All of the data below should be written out exactly.

START Records shown

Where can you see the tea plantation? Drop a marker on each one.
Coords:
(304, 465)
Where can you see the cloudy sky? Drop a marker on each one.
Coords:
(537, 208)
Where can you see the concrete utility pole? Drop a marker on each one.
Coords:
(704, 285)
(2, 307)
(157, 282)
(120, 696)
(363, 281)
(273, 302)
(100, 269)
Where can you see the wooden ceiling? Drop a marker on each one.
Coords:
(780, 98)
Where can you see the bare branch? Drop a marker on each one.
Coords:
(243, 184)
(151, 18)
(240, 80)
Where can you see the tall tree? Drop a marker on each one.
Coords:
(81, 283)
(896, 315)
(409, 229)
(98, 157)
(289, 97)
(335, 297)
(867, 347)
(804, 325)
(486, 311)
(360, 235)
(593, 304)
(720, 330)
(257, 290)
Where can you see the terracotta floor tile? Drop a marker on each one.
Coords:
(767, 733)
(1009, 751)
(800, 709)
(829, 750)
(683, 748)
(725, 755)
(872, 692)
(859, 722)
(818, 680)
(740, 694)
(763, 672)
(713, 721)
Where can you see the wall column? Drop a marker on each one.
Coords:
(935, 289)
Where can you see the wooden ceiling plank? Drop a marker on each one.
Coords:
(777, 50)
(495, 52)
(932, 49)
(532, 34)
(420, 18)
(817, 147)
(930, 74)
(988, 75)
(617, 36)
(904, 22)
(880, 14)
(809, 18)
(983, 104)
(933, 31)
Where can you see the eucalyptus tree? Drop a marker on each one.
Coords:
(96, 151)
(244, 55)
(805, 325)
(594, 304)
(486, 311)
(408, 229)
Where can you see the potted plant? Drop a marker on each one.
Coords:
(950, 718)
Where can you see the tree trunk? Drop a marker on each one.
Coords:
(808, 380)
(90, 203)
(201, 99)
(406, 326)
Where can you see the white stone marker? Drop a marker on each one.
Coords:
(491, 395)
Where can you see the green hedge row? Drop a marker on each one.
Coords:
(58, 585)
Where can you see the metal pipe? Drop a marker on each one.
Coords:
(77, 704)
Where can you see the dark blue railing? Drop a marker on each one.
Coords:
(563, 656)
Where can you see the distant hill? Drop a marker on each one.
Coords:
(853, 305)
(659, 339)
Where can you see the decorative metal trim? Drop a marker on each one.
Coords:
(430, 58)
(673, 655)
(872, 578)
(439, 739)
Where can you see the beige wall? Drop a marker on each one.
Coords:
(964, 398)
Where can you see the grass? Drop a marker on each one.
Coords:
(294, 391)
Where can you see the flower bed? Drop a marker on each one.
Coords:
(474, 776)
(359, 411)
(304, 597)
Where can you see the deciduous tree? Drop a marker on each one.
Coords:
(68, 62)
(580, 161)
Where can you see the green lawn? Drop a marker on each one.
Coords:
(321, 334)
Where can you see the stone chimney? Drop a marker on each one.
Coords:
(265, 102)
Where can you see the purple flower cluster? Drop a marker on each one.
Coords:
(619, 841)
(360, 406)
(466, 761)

END Records shown

# [Result]
Where can you see the tea plantation? Drop a marker on each one.
Coords:
(304, 465)
Where can you see the cloudy sky? Drop a marker on each one.
Coords:
(537, 208)
Where can you see the concrete utility pole? Drop a marker on each one.
Coords:
(704, 285)
(2, 307)
(157, 282)
(120, 696)
(363, 281)
(273, 302)
(100, 269)
Where can you see the wooden ceiling? Drop a marker on each one.
Coords:
(780, 98)
Where can you see the bare branch? Drop a marker on each one.
Coords:
(243, 184)
(151, 18)
(240, 80)
Where can you see the tall tree? Drop a marker on each one.
Coords:
(81, 283)
(896, 315)
(409, 229)
(98, 157)
(289, 97)
(335, 297)
(867, 347)
(804, 325)
(486, 311)
(360, 235)
(593, 304)
(720, 330)
(257, 290)
Where can you see the terracotta floor tile? Drop a marker on each one.
Coords:
(767, 733)
(1009, 751)
(800, 709)
(829, 750)
(683, 748)
(725, 755)
(872, 692)
(859, 722)
(818, 680)
(740, 694)
(763, 672)
(713, 721)
Where can you see the wall column? Drop a marker on each one.
Coords:
(935, 289)
Where can you see the wooden ceiling plank? Drop a marker on each one.
Coords:
(777, 50)
(495, 52)
(932, 49)
(532, 34)
(420, 18)
(817, 147)
(930, 74)
(988, 75)
(617, 36)
(904, 22)
(880, 14)
(809, 18)
(983, 104)
(933, 31)
Where can you see the eucalyptus tree? Drop a marker on each one.
Coords:
(96, 151)
(244, 55)
(805, 325)
(594, 304)
(486, 311)
(408, 229)
Where can you see the potted plant? Drop a marker on each one.
Coords:
(950, 718)
Where can you see the tree trunk? Drop a marker on each one.
Coords:
(808, 380)
(90, 203)
(201, 99)
(406, 326)
Where can you see the white stone marker? Drop a marker on each one.
Coords:
(491, 395)
Where can you see the green hedge row? Drop a marker on each one.
Coords:
(58, 585)
Where can you see the metal pipe? Drop a marker on each one.
Coords:
(77, 704)
Where can you see the dark blue railing? Drop a marker on each one.
Coords:
(563, 656)
Where can you see the distant hill? Drop a marker on each one.
Coords:
(853, 305)
(659, 339)
Where can you see the decorative metal trim? Drop a marker on each one.
Coords:
(430, 58)
(673, 655)
(872, 578)
(439, 739)
Where can you see the beige wall? Drop a marker on each one.
Coords:
(964, 398)
Where can you see the grass? Drop a marker on each one.
Coords:
(294, 391)
Where can you see the flower bed? Drop a marker on each one.
Coords:
(474, 776)
(359, 411)
(304, 597)
Where can you see the deciduous tree? Drop a marker on each one.
Coords:
(68, 62)
(580, 161)
Where can you see the green lawn? Drop a marker on each one.
Coords:
(321, 334)
Where can you see the stone chimney? Drop a marker on each one.
Coords:
(265, 102)
Where can you see the purple flower cluster? Drop a marker on each one.
Coords:
(619, 841)
(360, 406)
(466, 761)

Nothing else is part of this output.